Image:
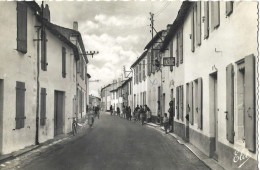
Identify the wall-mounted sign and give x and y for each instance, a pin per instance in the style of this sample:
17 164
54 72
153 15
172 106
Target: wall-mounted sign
169 61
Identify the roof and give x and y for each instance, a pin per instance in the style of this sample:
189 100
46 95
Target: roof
176 24
67 32
52 29
139 59
155 38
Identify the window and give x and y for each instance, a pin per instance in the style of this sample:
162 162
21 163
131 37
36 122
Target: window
229 8
198 23
43 50
144 70
63 62
206 21
22 27
20 104
215 15
43 107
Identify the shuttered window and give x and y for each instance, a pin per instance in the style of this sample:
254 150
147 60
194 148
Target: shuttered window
20 105
230 103
180 45
63 62
144 70
43 107
229 8
181 102
206 21
22 27
149 64
191 116
192 31
43 50
198 23
215 14
199 106
171 53
177 101
250 109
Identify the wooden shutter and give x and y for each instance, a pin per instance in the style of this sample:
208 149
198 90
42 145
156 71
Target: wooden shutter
144 70
181 102
230 103
250 117
22 27
63 62
43 107
229 7
177 49
180 50
20 104
198 23
192 31
215 14
206 21
43 50
191 116
200 93
171 53
177 101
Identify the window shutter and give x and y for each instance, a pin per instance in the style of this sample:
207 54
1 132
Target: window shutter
229 7
43 50
177 50
63 62
191 116
177 100
230 103
180 51
20 102
215 14
192 31
198 23
200 93
43 106
22 27
250 117
181 102
149 64
171 53
144 70
206 22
##########
THE PROBLEM:
With the pictures omitted, restate every entry above word for word.

SOLUTION:
Image:
Identify the wall-mounted sign and give x and y for each instance, a pin per instance in the style of this sample:
17 164
54 72
153 15
172 106
Target: wall-mounted sign
169 61
Identify the roof and give x and y for each instance, a pin per instance in the style of this sample:
189 100
46 95
Target: roof
176 24
67 32
52 29
139 59
155 38
Identify the window and give x and y for each instance, a pin per instance in the style of this sample:
162 162
21 163
131 37
36 122
Target: window
229 8
198 23
43 50
144 70
63 62
206 21
22 27
20 104
215 15
43 107
Identify the shuttered window and give x and y for each instance, a pin per instance in the style of this sample:
254 150
147 60
194 148
Target: shuttered window
20 105
230 103
180 45
63 62
144 70
43 107
229 8
181 102
206 21
22 27
149 64
191 116
192 31
43 50
198 23
215 14
199 106
171 53
177 101
250 109
Identify the wooden shutter and give x and y for each instance, a pin per instance in the style of this sample:
208 149
198 90
42 145
156 71
Target: wooden shutter
144 70
181 102
230 103
250 117
22 27
63 62
43 107
229 7
177 49
180 50
20 104
198 23
192 31
215 14
206 21
43 50
191 116
200 93
171 53
177 101
Identify the window shutter and give x and y for each instance, a pin per instance in the style of this sample:
207 54
1 132
Target: window shutter
229 7
43 50
177 50
63 62
191 116
177 100
230 103
180 51
20 102
215 14
192 31
198 23
200 93
43 106
22 27
250 117
181 102
149 64
171 53
144 70
206 22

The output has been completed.